■ AVAILABLE DATA:
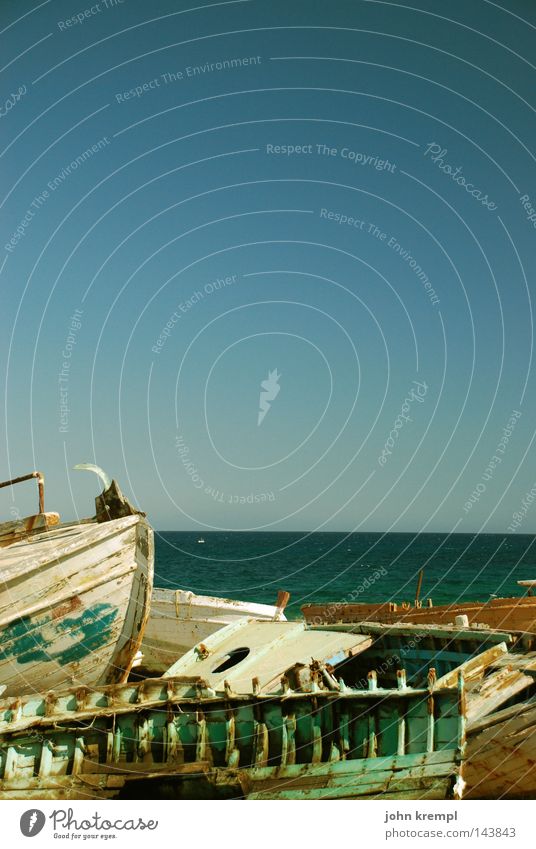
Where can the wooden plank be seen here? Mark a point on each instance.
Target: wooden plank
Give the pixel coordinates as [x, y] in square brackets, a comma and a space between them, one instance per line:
[474, 667]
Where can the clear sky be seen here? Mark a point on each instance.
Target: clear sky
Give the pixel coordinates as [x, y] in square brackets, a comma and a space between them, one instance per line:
[337, 199]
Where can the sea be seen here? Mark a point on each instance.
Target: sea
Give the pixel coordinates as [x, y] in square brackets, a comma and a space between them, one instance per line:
[359, 567]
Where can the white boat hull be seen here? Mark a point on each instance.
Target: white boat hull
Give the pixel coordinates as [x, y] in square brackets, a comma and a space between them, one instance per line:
[179, 620]
[74, 602]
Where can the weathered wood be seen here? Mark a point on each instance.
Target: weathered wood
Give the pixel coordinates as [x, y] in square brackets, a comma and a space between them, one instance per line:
[505, 614]
[179, 620]
[73, 603]
[174, 727]
[501, 759]
[474, 667]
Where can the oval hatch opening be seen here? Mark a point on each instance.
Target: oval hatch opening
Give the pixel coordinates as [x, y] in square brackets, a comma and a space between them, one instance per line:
[234, 657]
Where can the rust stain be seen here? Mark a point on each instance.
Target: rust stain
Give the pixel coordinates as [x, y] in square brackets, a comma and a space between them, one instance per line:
[70, 605]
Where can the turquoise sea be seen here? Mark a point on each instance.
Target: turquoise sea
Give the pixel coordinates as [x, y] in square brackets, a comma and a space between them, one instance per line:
[335, 566]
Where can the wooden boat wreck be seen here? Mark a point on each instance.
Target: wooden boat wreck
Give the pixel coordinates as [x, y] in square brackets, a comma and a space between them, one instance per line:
[180, 737]
[506, 614]
[501, 736]
[261, 710]
[179, 619]
[74, 598]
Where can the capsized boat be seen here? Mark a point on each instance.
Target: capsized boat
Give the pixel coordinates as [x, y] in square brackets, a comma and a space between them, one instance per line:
[179, 619]
[74, 597]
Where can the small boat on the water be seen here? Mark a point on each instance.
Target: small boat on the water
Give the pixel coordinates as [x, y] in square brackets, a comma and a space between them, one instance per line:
[74, 597]
[179, 619]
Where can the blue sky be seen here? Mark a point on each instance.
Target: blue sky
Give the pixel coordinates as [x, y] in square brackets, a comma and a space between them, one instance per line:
[340, 192]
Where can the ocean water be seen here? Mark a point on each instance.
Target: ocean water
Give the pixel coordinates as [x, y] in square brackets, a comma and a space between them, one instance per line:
[337, 566]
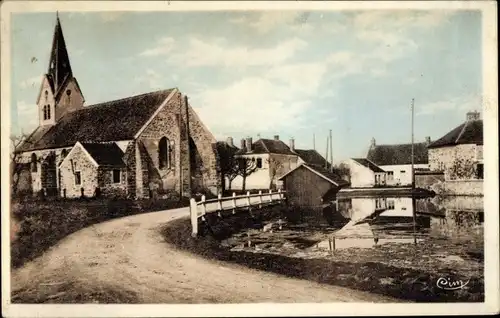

■ WHAT YOU ARE ASKED TO DO: Only the lines from the one containing "Target: rust stain" through the last line of the material should be returned, exactly and without pictures.

■ WRITTEN RESPONSE:
Target: rust stain
Give the pixel coordinates as [x, y] in square brackets, a comma and a space between them, one instance per line:
[70, 605]
Where can the turquoise sea be seen here? Mark a point on each instance.
Target: turquoise sea
Give the pixel coordinates as [x, y] in square brackets, a comma and a space between them, one instance per line:
[335, 566]
Where can the wooden boat wreck be seen here? Mark a point on each instance.
Target: wooden boat wreck
Give the pixel coordinates as [x, y] in square brackets, a comma and a space between them, one instance per line:
[180, 737]
[506, 614]
[501, 736]
[261, 710]
[179, 619]
[74, 598]
Where can the capsized boat be seen here? Mark a point on each instance.
Target: capsized boat
Give the pixel coordinates as [x, y] in square brackets, a comma and a space between them, one instance per line:
[179, 619]
[74, 597]
Where can the small boat on the water be seen here? Mark a point on each instance.
Target: small boat on the water
Give the pixel coordinates as [x, y] in square brackets, a comma and a space between them, one instance per line:
[74, 597]
[179, 619]
Where can the blue sky be seen here? Mark a point on each instance.
Target: blue sky
Give the pixel coordinates as [x, y] in square brackets, a comma and a space between them, one instance per line:
[340, 192]
Where can the ocean water be seen here? Mark a point on each instance.
Target: ocean water
Give the pixel coordinates as [x, y] in square brackets, a comma and a space between them, one instance per line:
[337, 566]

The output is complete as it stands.